* WHAT YOU NEED TO DO:
1. In the mailing-list reply about emissive polygons, which two kinds of everyday objects are given as examples of things that have emission?
2. Continue the mailing-list reply about emissive polygons from where it stops.
##### PAGE EXTRACT #####
[Paraview] Emissive polygons?

Moreland, Kenneth kmorel at sandia.gov
Thu Feb 19 14:28:20 EST 2009


No, they are different (although you might be able to get a similar effect).  The ambient light represents a base level of lighting coming from all directions that is formed (in real life) by light coming actual light sources and bouncing around the objects in the room.  It is the light that illuminates an object that is in shadow from all light sources.  Because OpenGL does not compute the amount of light that gets scattered around the scene, for each light you specify an ambient parameter representing the amount you expect the light to be bouncing around the scene.  OpenGL also allows you to specify different colors for ambient and diffuse reflection of materials.  In real life, these are always the same, but changing them sometimes allows you to work around some of the approximations that OpenGL makes.

Emission is light that originates directly from an object.  It is a color that is completely impendent of any lights (because the light is coming from the object itself).  Objects like turned on light bulbs or glow-in-the-dark toys have emission.  Unlike in real life, light from polygons with emission in OpenGL do not affect other objects (another approximation introduced by OpenGL).
##### RECORDED INFORMATION #####
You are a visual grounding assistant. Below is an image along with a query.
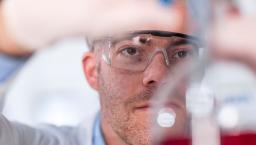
#####
* RESPONSES TO THE TASKS:
1. Turned-on light bulbs and glow-in-the-dark toys.

2.
For more information, check out the chapter on Lighting in the red OpenGL book.

-Ken


On 2/19/09 7:45 AM, "Berk Geveci" <berk.geveci at kitware.com> wrote:

I am probably confused here but isn't setting ambient to larger than 0
in vtkProperty supposed to do that?

-berk

On Wed, Feb 18, 2009 at 4:23 PM, Moreland, Kenneth <kmorel at sandia.gov> wrote:
> I'm afraid not.  It looks like that functionality is not even support in
> VTK.  Implementing light emission that is constant for whole objects would
> be pretty straightforward, but would require modifying code all the way to
> VTK's rendering layer.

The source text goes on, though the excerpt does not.